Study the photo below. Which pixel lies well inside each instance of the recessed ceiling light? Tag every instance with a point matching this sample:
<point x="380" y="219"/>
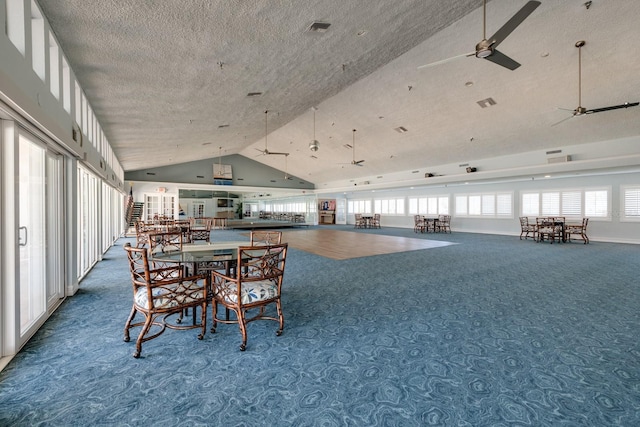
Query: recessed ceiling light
<point x="484" y="103"/>
<point x="319" y="27"/>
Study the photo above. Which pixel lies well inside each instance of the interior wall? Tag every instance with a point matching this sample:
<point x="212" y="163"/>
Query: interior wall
<point x="611" y="230"/>
<point x="23" y="91"/>
<point x="246" y="172"/>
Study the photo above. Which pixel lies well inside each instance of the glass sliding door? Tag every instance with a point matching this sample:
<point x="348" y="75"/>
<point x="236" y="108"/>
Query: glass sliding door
<point x="55" y="229"/>
<point x="32" y="233"/>
<point x="40" y="233"/>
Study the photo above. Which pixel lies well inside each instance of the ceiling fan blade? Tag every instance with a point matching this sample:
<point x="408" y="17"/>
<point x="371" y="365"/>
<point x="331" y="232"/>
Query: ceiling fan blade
<point x="563" y="120"/>
<point x="613" y="107"/>
<point x="513" y="23"/>
<point x="500" y="58"/>
<point x="446" y="60"/>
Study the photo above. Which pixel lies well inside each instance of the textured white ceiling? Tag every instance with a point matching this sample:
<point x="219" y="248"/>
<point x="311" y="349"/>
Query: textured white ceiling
<point x="164" y="76"/>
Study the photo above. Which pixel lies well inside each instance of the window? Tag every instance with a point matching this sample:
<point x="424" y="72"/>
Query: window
<point x="66" y="86"/>
<point x="630" y="203"/>
<point x="432" y="205"/>
<point x="485" y="205"/>
<point x="389" y="206"/>
<point x="38" y="42"/>
<point x="595" y="204"/>
<point x="592" y="203"/>
<point x="15" y="24"/>
<point x="359" y="206"/>
<point x="54" y="67"/>
<point x="78" y="104"/>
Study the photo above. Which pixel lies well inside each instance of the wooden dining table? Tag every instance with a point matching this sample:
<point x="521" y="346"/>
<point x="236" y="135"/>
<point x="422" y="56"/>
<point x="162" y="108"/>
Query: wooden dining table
<point x="204" y="258"/>
<point x="432" y="220"/>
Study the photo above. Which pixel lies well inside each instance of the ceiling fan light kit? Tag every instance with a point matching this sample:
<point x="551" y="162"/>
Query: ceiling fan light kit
<point x="314" y="145"/>
<point x="580" y="110"/>
<point x="486" y="48"/>
<point x="266" y="151"/>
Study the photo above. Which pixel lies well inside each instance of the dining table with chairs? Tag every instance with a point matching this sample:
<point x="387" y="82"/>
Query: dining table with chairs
<point x="553" y="229"/>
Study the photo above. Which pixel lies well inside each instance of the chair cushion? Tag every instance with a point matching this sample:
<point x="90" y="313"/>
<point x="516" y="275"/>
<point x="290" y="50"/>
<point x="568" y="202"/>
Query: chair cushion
<point x="170" y="296"/>
<point x="251" y="291"/>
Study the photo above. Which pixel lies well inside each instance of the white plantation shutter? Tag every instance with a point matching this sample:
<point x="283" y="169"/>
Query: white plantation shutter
<point x="443" y="205"/>
<point x="530" y="204"/>
<point x="488" y="204"/>
<point x="461" y="205"/>
<point x="632" y="203"/>
<point x="503" y="205"/>
<point x="551" y="204"/>
<point x="572" y="203"/>
<point x="475" y="205"/>
<point x="595" y="203"/>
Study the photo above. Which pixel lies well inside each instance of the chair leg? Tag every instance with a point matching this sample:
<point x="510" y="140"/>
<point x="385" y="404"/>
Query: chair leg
<point x="203" y="319"/>
<point x="143" y="332"/>
<point x="280" y="317"/>
<point x="243" y="329"/>
<point x="214" y="316"/>
<point x="127" y="325"/>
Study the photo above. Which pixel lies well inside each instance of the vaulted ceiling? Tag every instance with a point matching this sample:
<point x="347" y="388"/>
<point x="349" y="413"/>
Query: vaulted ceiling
<point x="174" y="81"/>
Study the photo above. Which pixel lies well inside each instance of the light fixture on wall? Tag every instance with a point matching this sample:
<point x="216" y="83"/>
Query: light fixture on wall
<point x="314" y="145"/>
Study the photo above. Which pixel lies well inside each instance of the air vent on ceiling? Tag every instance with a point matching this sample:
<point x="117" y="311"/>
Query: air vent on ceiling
<point x="484" y="103"/>
<point x="559" y="159"/>
<point x="319" y="27"/>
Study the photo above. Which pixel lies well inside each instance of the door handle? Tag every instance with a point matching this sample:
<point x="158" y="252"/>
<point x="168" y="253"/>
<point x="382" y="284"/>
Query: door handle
<point x="26" y="235"/>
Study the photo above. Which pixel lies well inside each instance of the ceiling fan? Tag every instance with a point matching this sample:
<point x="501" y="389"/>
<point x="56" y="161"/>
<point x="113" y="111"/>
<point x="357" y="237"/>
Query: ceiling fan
<point x="486" y="48"/>
<point x="286" y="174"/>
<point x="354" y="162"/>
<point x="266" y="151"/>
<point x="580" y="110"/>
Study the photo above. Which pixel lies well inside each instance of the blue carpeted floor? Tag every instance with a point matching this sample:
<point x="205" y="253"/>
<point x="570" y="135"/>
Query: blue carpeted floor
<point x="493" y="331"/>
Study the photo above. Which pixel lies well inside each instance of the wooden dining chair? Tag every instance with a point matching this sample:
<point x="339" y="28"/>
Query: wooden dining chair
<point x="527" y="229"/>
<point x="160" y="293"/>
<point x="550" y="227"/>
<point x="444" y="223"/>
<point x="256" y="285"/>
<point x="200" y="229"/>
<point x="375" y="221"/>
<point x="265" y="237"/>
<point x="579" y="230"/>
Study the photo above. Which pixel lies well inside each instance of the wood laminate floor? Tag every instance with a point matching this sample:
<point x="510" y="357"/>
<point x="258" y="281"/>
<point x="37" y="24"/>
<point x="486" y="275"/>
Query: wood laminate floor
<point x="339" y="245"/>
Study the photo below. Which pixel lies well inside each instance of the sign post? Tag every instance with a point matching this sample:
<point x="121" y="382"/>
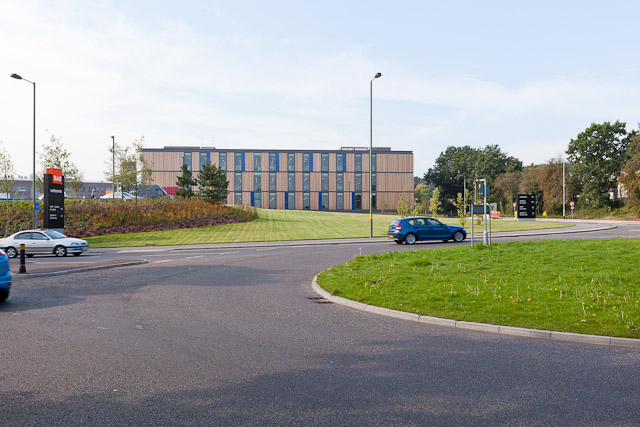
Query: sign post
<point x="53" y="200"/>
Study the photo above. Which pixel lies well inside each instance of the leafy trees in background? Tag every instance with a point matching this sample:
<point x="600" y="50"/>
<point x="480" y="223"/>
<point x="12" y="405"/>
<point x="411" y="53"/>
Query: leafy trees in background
<point x="630" y="176"/>
<point x="212" y="183"/>
<point x="6" y="172"/>
<point x="597" y="156"/>
<point x="185" y="183"/>
<point x="54" y="155"/>
<point x="457" y="163"/>
<point x="131" y="169"/>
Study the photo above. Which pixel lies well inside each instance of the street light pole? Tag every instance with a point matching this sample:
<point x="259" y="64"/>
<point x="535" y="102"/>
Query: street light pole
<point x="113" y="177"/>
<point x="371" y="153"/>
<point x="33" y="184"/>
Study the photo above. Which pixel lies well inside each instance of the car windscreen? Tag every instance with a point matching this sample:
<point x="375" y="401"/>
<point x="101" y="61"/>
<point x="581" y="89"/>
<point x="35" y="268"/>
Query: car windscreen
<point x="54" y="234"/>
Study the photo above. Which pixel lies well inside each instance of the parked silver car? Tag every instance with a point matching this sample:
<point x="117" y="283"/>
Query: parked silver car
<point x="43" y="242"/>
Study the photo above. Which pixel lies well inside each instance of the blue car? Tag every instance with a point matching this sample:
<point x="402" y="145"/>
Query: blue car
<point x="412" y="229"/>
<point x="5" y="276"/>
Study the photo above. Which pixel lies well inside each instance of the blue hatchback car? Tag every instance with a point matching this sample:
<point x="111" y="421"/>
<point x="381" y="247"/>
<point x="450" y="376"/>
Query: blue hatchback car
<point x="5" y="276"/>
<point x="416" y="228"/>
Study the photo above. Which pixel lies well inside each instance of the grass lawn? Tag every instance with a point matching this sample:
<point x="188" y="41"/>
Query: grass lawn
<point x="276" y="225"/>
<point x="590" y="287"/>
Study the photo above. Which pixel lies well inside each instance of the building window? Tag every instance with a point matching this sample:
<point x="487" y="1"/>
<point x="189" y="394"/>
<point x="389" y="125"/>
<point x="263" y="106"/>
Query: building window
<point x="305" y="181"/>
<point x="273" y="162"/>
<point x="204" y="158"/>
<point x="340" y="201"/>
<point x="223" y="161"/>
<point x="340" y="162"/>
<point x="291" y="162"/>
<point x="325" y="182"/>
<point x="291" y="181"/>
<point x="325" y="162"/>
<point x="306" y="162"/>
<point x="306" y="201"/>
<point x="339" y="182"/>
<point x="272" y="181"/>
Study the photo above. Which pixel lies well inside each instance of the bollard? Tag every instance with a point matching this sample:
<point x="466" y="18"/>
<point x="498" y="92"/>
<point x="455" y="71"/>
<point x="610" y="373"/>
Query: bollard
<point x="23" y="267"/>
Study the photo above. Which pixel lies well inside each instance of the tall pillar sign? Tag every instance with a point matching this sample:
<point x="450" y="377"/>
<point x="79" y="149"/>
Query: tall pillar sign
<point x="53" y="199"/>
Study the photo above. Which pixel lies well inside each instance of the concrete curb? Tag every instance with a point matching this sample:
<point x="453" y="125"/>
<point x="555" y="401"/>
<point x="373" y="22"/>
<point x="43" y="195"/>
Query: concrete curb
<point x="80" y="270"/>
<point x="483" y="327"/>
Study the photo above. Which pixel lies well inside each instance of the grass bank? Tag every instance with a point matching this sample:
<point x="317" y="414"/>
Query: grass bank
<point x="278" y="225"/>
<point x="590" y="287"/>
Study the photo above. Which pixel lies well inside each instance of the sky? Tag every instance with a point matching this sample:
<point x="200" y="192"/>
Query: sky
<point x="286" y="74"/>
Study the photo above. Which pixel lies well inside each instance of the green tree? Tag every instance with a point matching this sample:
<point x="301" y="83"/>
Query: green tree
<point x="6" y="172"/>
<point x="54" y="155"/>
<point x="630" y="176"/>
<point x="597" y="155"/>
<point x="213" y="183"/>
<point x="185" y="183"/>
<point x="435" y="203"/>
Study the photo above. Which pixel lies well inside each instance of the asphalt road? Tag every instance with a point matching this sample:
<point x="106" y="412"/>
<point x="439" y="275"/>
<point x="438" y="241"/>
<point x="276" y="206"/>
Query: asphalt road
<point x="234" y="335"/>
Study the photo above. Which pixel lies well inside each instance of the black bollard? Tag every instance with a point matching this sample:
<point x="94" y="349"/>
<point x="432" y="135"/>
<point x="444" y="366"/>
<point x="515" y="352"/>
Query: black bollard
<point x="23" y="267"/>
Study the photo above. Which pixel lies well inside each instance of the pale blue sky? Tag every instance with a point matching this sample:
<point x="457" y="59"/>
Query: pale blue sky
<point x="295" y="75"/>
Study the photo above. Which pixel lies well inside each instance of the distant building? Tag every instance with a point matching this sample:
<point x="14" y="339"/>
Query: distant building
<point x="295" y="179"/>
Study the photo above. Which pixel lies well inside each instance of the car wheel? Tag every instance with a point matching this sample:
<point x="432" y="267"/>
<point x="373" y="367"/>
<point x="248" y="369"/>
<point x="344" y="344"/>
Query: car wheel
<point x="60" y="251"/>
<point x="410" y="239"/>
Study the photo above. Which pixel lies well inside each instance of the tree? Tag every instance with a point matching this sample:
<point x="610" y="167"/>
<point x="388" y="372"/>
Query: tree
<point x="185" y="183"/>
<point x="630" y="176"/>
<point x="131" y="169"/>
<point x="54" y="155"/>
<point x="597" y="155"/>
<point x="212" y="183"/>
<point x="456" y="164"/>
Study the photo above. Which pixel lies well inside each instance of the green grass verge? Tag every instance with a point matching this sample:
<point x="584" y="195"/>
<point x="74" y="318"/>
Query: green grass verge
<point x="589" y="287"/>
<point x="277" y="225"/>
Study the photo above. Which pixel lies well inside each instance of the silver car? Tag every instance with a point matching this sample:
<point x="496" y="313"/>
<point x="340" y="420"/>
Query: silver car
<point x="42" y="242"/>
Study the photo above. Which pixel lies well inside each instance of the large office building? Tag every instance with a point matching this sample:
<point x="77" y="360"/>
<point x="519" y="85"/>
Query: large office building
<point x="336" y="180"/>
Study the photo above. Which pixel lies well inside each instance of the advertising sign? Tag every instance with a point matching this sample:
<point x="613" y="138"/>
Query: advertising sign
<point x="526" y="206"/>
<point x="53" y="199"/>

■ **BRIEF**: Please quote everything from the line containing "of the large" down to the end of the data above, with both that first line and the final line included.

■ **TASK RESPONSE**:
Study the photo above. Which pixel lies well inside each instance of the large office building? Tag every instance with a point matching this sample:
<point x="77" y="360"/>
<point x="519" y="85"/>
Query: large office building
<point x="336" y="180"/>
Study the photo above. Which pixel lies well inside each instance of the advertising sign? Tag every instance with a point matching this sample:
<point x="613" y="138"/>
Query: advertising sign
<point x="526" y="206"/>
<point x="53" y="199"/>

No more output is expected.